__REQUIRED WORK__
Extract the full listing below without altering a single character.

[Start]

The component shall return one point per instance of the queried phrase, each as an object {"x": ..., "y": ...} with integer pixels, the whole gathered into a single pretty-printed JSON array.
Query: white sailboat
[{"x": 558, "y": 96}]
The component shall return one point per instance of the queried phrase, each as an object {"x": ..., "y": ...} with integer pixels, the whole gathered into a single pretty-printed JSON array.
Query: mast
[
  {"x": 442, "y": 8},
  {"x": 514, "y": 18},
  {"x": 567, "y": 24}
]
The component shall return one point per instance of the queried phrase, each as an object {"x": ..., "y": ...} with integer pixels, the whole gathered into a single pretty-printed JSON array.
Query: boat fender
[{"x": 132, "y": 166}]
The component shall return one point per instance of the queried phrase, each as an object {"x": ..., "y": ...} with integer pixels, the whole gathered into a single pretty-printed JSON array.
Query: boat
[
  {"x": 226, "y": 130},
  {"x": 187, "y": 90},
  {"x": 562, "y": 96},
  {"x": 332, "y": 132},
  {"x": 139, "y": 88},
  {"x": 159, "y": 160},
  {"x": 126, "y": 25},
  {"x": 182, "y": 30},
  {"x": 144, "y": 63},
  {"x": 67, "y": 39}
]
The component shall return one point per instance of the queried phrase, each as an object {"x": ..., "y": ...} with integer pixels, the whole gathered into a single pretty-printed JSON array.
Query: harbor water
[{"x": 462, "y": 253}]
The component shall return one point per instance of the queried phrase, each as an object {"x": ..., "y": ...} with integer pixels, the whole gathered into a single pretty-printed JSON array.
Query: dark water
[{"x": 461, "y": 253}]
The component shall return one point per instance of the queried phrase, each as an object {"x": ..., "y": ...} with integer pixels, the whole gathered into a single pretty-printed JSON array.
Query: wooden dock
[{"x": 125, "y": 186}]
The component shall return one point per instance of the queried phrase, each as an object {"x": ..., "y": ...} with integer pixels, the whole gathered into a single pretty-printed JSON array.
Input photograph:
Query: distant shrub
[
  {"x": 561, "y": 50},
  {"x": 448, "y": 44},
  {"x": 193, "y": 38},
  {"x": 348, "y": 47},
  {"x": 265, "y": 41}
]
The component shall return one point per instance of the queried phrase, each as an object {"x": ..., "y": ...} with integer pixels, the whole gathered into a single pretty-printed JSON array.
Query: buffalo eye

[End]

__SOLVED EXERCISE__
The component shall return one point per instance of the queried phrase, each as an object {"x": ..., "y": ...} with integer pixels, the whole gathered into a single pretty-printed JSON array.
Query: white sailboat
[{"x": 558, "y": 96}]
The component shall return one point per instance of the queried phrase, each as an object {"x": ..., "y": ...} with integer pixels, the whole gathered into a single pretty-printed JSON array.
Query: mast
[
  {"x": 442, "y": 8},
  {"x": 514, "y": 18},
  {"x": 567, "y": 24}
]
The component shall return one point per instance of the queried phrase, each as an object {"x": ..., "y": ...} with integer pixels, the whole gathered into a single pretty-printed JSON array.
Query: boat fender
[{"x": 132, "y": 166}]
The component shall return one point per instance of the queried phrase, each as an object {"x": ..., "y": ...} with integer pixels, the whole gathered into a single pretty-printed JSON array.
Query: boat
[
  {"x": 226, "y": 130},
  {"x": 187, "y": 90},
  {"x": 562, "y": 96},
  {"x": 332, "y": 132},
  {"x": 139, "y": 88},
  {"x": 159, "y": 160},
  {"x": 126, "y": 25},
  {"x": 182, "y": 30},
  {"x": 144, "y": 63},
  {"x": 67, "y": 39}
]
The component shall return one point per instance of the queried phrase, each as an object {"x": ..., "y": ...} with integer pixels, the whole gathered into a single pretty-printed JSON array.
Query: harbor water
[{"x": 462, "y": 253}]
The component shall return one point per instance of the queried phrase, each as an object {"x": ..., "y": ...} with integer pixels, the whole gathered into a single pretty-printed JSON array.
Query: dark water
[{"x": 461, "y": 253}]
The component shall return one point per instance of the queried phrase, each as an object {"x": ..., "y": ...} with integer pixels, the whole gathered into a single pretty-printed JSON array.
Query: wooden dock
[{"x": 125, "y": 186}]
The component shall return one point per instance of the queried phrase, each as an object {"x": ..., "y": ...} with integer pixels, the whole gathered into a single pretty-printed JSON array.
Input photograph:
Query: distant shrub
[
  {"x": 561, "y": 50},
  {"x": 448, "y": 44},
  {"x": 193, "y": 38},
  {"x": 348, "y": 47},
  {"x": 265, "y": 41}
]
The component shall return one point per instance of the queried phrase, each as an object {"x": ..., "y": ...} with integer pixels, the whole gathered into a single pretty-printed JSON array.
Query: buffalo eye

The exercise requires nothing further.